> **Task statement**
Set each line of the material below down word for word, from the first through the line that holds "find | weathered bark", but not the pictures.

====

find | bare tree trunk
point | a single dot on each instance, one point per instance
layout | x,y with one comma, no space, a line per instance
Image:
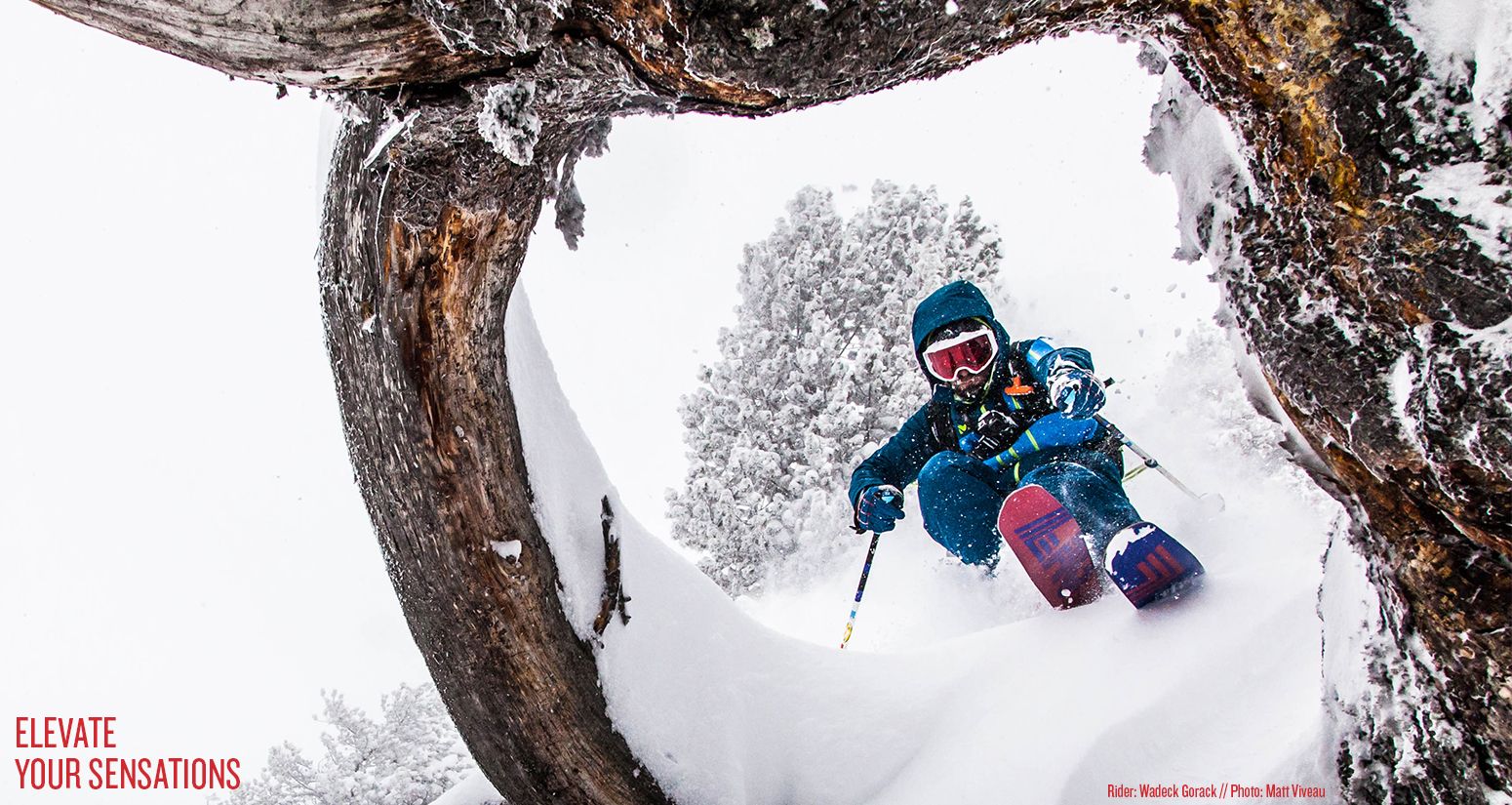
425,236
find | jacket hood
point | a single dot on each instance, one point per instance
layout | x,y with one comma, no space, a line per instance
954,302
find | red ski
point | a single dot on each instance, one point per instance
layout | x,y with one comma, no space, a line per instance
1048,542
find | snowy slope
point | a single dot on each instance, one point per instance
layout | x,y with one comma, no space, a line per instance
961,687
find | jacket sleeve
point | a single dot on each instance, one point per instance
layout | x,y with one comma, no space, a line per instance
1044,357
900,461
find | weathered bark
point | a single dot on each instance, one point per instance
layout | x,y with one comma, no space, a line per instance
422,249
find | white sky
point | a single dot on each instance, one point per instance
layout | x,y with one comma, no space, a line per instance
183,546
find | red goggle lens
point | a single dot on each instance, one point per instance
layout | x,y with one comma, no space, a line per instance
973,354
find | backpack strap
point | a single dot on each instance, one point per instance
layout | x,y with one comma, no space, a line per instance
937,417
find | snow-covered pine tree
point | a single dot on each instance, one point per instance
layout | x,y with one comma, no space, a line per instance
409,757
816,371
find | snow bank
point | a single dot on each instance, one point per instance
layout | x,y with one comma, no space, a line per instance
1036,705
1468,50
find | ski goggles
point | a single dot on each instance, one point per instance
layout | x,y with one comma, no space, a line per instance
971,351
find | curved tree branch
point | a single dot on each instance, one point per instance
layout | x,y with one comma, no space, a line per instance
423,239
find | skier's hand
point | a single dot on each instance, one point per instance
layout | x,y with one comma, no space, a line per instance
992,434
1075,390
879,507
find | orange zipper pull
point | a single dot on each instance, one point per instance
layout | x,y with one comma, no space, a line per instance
1017,387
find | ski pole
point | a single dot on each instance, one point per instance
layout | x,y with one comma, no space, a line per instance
860,587
1152,463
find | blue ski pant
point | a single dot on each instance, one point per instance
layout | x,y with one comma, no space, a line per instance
961,498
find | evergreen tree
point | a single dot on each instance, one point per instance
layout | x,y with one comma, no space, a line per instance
410,757
816,374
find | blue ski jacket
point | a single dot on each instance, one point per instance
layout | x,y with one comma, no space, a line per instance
1019,387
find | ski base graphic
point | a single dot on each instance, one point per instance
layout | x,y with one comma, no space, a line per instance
1148,565
1048,543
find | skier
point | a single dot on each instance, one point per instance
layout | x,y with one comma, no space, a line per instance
1003,415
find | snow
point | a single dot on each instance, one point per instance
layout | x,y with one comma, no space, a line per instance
393,131
957,686
508,121
1190,141
1470,191
1467,43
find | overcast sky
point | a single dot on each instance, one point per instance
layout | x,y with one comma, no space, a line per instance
183,542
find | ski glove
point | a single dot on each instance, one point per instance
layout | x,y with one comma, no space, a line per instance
877,508
992,436
1075,390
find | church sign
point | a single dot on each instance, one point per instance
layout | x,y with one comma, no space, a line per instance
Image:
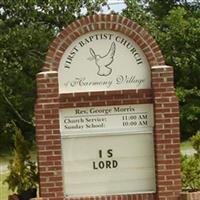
107,120
103,60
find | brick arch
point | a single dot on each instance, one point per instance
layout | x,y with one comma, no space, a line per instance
102,22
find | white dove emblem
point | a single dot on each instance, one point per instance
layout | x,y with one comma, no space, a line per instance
104,61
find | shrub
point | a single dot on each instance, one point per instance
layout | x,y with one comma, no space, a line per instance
190,167
23,172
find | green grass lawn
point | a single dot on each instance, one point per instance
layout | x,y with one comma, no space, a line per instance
4,192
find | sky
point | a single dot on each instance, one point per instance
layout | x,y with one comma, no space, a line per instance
116,5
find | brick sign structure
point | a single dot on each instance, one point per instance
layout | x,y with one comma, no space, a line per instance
107,117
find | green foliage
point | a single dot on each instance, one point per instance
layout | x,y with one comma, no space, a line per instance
26,30
176,27
195,140
22,171
190,167
190,175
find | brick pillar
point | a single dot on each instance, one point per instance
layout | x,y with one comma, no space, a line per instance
166,133
48,136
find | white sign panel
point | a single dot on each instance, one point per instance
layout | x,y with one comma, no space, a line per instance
105,165
103,61
136,118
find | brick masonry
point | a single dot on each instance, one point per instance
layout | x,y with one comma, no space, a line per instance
162,95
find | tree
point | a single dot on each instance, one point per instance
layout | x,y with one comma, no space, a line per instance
178,34
26,30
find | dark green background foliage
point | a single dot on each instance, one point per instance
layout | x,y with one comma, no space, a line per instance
27,27
176,27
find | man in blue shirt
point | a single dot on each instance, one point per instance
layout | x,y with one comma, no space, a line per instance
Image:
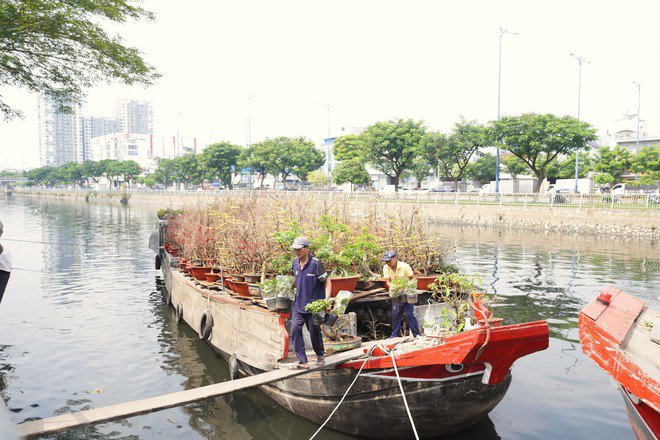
312,283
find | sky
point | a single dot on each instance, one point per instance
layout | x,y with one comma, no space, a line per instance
370,61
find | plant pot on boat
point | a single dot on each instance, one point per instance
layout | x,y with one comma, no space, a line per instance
404,290
278,293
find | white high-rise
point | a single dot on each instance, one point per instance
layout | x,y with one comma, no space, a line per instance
135,116
60,134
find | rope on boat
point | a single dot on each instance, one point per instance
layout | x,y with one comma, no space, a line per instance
405,402
341,401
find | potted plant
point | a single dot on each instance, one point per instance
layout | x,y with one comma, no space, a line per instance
317,309
404,290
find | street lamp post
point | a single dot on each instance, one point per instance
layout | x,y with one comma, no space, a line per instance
639,96
499,88
577,153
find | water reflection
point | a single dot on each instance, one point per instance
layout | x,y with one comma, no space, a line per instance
94,319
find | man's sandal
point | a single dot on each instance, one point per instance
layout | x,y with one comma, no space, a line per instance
299,366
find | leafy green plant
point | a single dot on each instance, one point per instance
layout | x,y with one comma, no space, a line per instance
341,302
269,288
403,286
317,306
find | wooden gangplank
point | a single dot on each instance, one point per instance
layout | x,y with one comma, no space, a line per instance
64,422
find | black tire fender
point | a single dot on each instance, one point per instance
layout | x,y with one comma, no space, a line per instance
233,367
179,312
206,325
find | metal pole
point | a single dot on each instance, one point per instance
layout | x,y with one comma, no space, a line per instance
499,87
577,155
639,96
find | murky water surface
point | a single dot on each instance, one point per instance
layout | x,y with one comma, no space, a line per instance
83,325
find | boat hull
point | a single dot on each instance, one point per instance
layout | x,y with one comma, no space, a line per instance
437,408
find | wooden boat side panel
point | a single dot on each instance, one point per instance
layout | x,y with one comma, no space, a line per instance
438,408
639,346
603,347
267,343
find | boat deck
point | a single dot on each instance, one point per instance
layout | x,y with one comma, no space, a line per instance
640,347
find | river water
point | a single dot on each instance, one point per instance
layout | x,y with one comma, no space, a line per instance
83,325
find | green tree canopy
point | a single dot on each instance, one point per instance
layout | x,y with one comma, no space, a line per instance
613,161
348,147
286,156
257,158
514,166
453,152
482,169
318,178
539,139
217,160
351,171
391,146
60,47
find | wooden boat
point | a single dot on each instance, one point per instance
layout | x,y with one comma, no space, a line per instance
449,384
621,335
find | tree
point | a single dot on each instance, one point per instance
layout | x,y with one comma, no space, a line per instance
613,161
165,171
217,160
348,147
318,178
514,166
257,158
351,171
286,156
647,163
61,49
539,139
482,169
453,152
391,146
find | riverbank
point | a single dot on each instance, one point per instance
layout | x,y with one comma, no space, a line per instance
617,222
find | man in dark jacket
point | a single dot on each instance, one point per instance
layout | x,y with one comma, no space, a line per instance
312,283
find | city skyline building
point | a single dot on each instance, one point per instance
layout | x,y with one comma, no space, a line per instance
135,116
60,133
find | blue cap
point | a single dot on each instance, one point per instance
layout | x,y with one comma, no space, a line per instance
389,255
300,242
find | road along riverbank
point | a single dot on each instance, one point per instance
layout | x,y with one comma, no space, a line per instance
607,220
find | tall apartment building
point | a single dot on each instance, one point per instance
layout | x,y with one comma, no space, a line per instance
135,116
95,126
60,134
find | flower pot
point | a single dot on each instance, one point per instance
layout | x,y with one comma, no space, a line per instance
255,290
284,304
410,299
330,319
212,277
242,288
252,278
423,281
271,303
343,283
199,272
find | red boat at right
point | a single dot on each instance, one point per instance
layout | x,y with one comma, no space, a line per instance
622,335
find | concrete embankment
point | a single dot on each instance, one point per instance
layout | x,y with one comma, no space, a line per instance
641,223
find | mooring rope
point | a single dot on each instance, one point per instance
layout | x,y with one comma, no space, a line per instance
405,402
341,401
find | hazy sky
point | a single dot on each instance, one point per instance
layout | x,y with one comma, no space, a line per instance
374,60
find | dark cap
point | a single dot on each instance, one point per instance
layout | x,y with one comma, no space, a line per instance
300,242
388,255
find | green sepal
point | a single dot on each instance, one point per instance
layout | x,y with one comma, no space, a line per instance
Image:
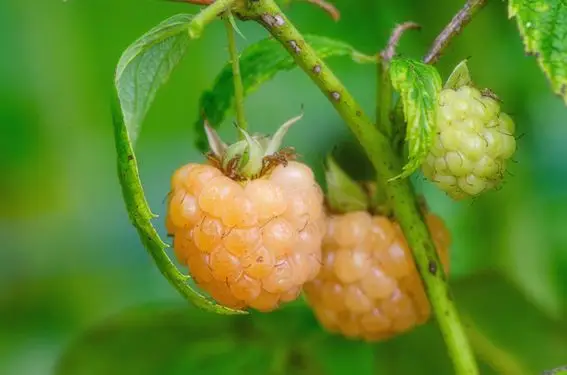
459,77
343,193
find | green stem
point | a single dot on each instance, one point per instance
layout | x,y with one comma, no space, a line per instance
236,77
387,165
208,15
452,29
384,98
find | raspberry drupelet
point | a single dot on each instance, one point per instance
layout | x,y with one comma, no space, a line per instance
249,234
369,287
473,143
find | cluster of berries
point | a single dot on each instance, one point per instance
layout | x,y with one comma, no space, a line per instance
260,237
255,230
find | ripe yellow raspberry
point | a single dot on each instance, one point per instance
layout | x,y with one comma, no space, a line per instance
473,142
368,286
252,240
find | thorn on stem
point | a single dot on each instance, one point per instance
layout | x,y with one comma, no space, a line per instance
388,53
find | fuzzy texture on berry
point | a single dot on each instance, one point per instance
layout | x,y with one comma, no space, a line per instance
473,142
251,243
369,287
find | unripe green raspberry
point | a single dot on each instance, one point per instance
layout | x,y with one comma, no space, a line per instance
473,142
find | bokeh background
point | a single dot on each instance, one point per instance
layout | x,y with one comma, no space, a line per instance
75,282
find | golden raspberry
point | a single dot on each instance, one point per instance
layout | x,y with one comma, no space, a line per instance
368,286
251,243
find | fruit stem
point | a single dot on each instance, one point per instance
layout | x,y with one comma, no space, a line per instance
387,164
453,28
236,77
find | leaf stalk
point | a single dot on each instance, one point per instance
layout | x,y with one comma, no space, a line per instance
208,15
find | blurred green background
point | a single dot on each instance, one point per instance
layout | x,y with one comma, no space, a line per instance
76,280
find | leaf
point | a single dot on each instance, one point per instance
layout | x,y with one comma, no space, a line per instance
148,340
337,355
146,65
259,63
543,26
419,85
141,215
460,76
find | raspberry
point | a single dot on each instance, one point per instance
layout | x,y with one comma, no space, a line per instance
252,240
473,142
368,286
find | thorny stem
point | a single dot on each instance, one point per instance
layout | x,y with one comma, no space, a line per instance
237,79
387,165
388,53
459,21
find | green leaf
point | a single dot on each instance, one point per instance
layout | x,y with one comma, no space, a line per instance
343,193
259,63
337,355
148,340
543,26
141,216
505,329
460,76
146,65
419,85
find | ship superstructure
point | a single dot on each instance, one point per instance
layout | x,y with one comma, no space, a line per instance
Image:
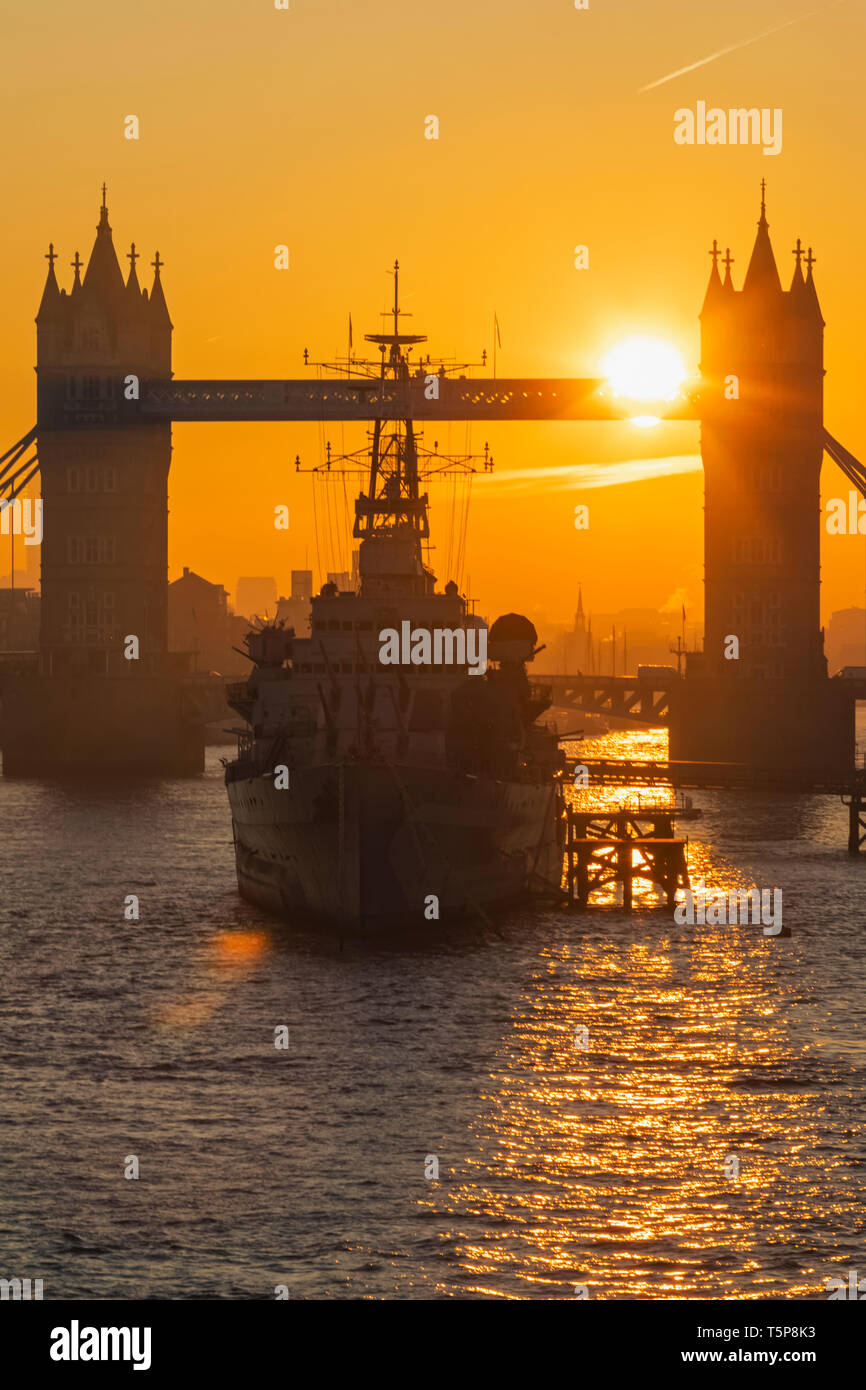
369,792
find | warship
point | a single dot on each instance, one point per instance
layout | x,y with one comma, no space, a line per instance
392,767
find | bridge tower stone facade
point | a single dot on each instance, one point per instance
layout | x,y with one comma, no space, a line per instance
759,690
104,474
88,708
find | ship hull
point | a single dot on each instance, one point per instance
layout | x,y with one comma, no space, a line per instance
362,847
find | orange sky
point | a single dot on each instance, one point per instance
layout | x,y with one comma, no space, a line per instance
306,127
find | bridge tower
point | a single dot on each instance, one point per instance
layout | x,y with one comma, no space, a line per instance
759,691
88,706
104,476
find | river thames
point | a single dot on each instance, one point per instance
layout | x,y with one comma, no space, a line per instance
560,1168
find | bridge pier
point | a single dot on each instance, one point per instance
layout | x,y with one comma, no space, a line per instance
613,848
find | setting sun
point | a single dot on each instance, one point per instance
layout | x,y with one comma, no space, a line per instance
644,369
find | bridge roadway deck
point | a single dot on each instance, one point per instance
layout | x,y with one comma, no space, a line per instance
335,398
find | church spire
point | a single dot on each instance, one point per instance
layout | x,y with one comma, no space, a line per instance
762,275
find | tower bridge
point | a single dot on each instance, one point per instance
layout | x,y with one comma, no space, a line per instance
102,442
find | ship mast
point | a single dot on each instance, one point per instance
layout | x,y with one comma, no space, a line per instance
392,496
395,462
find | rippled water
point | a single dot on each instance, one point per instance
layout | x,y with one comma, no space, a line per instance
306,1166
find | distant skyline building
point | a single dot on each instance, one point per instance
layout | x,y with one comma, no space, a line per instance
256,595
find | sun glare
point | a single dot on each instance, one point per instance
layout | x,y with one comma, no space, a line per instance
644,369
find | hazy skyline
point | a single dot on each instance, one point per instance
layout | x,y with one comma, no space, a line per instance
242,148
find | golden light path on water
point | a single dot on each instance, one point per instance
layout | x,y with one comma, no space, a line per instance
606,1168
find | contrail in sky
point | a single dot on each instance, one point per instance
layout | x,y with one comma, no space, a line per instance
744,43
562,477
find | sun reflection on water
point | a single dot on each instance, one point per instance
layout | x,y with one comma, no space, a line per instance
606,1166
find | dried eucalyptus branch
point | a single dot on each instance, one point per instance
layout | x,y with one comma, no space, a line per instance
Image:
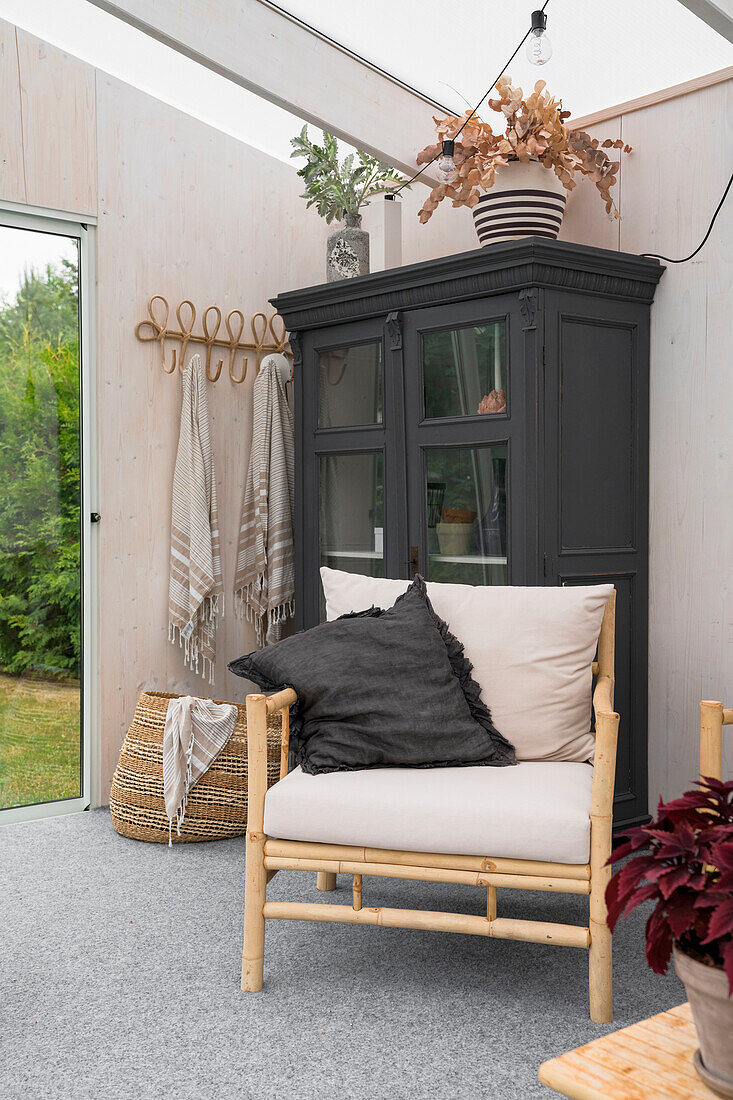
535,130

====

> **Your solution**
find | bare tree trunk
point | a single dot on each instance, one point per instance
layout | x,y with one comma, no space, a line per instance
Image:
425,236
find | jacket hood
point | a single dot on each instance, one point per instance
layout | x,y with one comma, no space, a line per instance
954,302
find | red ski
point | a single dot on each instance, one point per instance
layout | x,y with one comma, no space, a line per instance
1048,542
find | snowy slope
point | a single dot on each instance, one point per instance
layout | x,y with one comma, no space, a line per instance
961,687
find | jacket sleeve
point | a single dot on each instance, one point per instance
layout | x,y with one comma, no space, a line per instance
1044,357
900,461
find | weathered bark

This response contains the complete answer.